--- Brief ---
Pick out and copy each line in the listing below that contains the word "jersey". Letter case matters.

Items from a dataset:
"""

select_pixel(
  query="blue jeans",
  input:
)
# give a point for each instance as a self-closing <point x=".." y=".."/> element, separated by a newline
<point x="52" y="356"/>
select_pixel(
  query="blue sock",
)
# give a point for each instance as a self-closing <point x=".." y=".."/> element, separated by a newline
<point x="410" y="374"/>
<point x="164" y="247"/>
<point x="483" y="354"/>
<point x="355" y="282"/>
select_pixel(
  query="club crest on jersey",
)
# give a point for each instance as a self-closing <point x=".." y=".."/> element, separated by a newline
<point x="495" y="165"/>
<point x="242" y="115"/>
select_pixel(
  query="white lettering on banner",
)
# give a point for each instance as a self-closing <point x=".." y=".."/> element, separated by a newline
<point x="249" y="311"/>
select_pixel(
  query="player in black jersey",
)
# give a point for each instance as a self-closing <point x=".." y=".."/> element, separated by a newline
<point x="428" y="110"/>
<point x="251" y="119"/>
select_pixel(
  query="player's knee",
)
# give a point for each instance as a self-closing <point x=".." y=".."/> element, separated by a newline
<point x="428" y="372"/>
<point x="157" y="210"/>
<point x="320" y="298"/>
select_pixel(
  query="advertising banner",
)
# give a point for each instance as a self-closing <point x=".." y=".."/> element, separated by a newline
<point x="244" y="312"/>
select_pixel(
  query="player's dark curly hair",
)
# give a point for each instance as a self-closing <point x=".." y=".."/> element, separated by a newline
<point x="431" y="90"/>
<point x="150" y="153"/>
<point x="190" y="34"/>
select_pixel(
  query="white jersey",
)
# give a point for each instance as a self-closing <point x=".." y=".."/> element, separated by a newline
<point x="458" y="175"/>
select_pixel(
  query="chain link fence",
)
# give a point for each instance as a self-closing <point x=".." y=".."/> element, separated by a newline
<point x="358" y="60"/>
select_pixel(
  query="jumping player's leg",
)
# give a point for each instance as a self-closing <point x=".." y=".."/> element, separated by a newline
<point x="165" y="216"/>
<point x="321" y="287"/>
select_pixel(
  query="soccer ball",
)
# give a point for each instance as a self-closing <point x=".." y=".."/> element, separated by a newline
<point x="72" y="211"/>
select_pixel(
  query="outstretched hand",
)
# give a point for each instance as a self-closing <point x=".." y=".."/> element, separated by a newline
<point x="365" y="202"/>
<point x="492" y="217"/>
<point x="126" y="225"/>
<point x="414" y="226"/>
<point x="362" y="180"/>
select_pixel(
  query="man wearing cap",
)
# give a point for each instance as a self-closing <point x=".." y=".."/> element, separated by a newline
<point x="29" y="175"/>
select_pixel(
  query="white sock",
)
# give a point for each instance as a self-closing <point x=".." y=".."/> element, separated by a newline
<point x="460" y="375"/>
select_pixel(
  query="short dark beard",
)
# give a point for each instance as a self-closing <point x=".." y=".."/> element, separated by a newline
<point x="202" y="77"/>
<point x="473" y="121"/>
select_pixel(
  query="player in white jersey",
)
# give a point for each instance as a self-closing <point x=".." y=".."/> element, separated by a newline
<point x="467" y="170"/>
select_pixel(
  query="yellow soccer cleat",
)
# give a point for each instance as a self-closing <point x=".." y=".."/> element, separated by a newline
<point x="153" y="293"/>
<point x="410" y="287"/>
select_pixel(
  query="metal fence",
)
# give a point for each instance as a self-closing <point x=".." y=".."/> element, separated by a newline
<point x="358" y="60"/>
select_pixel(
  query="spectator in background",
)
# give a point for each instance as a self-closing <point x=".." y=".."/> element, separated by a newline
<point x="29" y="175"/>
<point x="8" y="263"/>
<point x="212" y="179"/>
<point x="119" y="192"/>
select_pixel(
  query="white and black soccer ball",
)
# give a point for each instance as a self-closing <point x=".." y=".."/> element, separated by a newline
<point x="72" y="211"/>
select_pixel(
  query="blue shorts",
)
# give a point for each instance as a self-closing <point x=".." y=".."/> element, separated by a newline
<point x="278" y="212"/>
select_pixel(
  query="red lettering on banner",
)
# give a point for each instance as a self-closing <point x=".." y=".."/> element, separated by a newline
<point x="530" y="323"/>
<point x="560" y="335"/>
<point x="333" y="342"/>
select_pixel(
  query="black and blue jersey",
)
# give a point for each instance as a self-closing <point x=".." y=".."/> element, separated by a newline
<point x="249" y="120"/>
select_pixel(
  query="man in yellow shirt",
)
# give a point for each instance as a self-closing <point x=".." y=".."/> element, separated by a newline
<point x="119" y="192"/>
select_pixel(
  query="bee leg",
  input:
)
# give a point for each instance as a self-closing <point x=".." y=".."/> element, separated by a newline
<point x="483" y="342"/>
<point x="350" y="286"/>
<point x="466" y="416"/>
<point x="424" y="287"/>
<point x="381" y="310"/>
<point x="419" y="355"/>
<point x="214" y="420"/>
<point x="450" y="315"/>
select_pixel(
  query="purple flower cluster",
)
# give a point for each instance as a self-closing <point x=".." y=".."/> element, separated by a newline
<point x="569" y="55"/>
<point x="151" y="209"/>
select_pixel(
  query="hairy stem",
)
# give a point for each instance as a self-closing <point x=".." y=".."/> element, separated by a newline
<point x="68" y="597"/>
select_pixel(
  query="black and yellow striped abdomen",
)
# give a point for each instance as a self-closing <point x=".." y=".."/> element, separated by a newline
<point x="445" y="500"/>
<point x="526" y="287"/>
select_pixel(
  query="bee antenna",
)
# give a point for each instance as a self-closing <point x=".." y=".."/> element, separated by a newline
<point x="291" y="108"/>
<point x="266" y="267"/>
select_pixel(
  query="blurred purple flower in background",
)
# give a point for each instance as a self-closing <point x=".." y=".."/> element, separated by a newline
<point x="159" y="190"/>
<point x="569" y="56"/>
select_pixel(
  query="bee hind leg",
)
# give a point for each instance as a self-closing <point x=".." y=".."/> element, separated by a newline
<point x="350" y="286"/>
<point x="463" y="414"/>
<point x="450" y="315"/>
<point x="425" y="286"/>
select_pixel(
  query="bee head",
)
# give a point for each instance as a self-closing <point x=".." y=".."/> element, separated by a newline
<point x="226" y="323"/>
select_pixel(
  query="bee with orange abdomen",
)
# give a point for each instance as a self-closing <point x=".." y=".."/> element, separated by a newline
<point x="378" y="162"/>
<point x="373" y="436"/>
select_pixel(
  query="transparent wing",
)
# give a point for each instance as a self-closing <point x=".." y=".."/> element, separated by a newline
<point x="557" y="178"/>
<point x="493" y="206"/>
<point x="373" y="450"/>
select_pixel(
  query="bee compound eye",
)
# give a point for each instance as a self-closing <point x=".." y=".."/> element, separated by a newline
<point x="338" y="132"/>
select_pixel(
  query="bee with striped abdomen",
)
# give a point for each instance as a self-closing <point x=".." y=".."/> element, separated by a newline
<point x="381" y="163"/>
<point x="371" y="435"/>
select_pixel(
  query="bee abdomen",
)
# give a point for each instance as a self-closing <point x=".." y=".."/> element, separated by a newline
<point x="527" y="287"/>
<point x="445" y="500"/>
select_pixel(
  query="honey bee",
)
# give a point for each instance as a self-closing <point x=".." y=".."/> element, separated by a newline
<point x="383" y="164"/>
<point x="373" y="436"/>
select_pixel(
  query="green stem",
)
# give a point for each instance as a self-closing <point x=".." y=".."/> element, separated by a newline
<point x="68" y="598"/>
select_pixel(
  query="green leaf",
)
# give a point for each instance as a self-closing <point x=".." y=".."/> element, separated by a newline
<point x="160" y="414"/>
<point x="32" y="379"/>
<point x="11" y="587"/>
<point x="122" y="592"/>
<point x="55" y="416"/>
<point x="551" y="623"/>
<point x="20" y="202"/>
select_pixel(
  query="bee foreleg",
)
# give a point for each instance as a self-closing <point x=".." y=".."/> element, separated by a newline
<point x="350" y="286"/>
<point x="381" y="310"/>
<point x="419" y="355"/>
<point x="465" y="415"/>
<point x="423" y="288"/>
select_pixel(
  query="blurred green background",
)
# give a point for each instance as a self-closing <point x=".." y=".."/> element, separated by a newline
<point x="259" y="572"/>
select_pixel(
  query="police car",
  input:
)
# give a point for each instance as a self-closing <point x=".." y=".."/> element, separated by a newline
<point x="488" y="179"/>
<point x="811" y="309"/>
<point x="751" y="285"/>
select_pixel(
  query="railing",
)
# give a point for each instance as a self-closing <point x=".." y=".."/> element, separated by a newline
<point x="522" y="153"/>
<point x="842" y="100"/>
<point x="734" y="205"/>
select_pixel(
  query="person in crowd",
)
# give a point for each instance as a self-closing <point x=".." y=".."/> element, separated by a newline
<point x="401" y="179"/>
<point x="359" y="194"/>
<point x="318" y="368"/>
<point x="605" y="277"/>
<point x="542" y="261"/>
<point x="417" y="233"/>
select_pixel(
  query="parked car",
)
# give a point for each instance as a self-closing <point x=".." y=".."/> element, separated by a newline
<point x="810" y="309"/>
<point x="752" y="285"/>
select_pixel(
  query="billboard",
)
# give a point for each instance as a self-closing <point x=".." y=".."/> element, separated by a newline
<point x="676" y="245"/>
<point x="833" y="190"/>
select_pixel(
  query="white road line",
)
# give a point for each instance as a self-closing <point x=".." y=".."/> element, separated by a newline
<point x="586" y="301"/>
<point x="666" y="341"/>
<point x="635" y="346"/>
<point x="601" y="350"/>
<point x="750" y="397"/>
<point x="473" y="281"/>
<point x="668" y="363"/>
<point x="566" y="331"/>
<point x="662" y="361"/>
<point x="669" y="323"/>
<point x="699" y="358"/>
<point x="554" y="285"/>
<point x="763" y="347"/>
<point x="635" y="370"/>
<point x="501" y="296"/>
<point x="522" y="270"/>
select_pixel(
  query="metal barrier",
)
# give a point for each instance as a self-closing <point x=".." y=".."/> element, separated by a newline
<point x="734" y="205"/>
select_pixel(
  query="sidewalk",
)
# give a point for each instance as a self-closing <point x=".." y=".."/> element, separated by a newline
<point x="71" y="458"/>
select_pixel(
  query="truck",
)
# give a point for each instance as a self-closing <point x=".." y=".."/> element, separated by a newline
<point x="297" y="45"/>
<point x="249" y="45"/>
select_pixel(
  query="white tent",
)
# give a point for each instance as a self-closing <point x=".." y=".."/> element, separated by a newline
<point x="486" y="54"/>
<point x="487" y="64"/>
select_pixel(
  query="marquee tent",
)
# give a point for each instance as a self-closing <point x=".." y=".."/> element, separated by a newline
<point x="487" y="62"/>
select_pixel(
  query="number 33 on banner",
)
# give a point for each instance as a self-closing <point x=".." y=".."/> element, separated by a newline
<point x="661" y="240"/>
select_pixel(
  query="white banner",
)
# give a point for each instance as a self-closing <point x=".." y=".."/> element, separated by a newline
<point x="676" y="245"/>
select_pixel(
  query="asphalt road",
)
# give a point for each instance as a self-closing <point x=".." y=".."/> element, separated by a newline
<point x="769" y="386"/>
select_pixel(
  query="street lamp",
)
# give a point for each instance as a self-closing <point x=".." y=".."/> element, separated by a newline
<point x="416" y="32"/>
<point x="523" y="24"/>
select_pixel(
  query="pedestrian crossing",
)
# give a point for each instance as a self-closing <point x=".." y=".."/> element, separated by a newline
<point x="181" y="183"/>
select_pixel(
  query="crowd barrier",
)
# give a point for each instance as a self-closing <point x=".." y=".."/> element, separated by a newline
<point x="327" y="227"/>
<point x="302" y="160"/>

"""

--- Response ---
  query="club crest on jersey",
  query="player in black jersey",
  query="white jersey",
  query="player in white jersey",
  query="black and blue jersey",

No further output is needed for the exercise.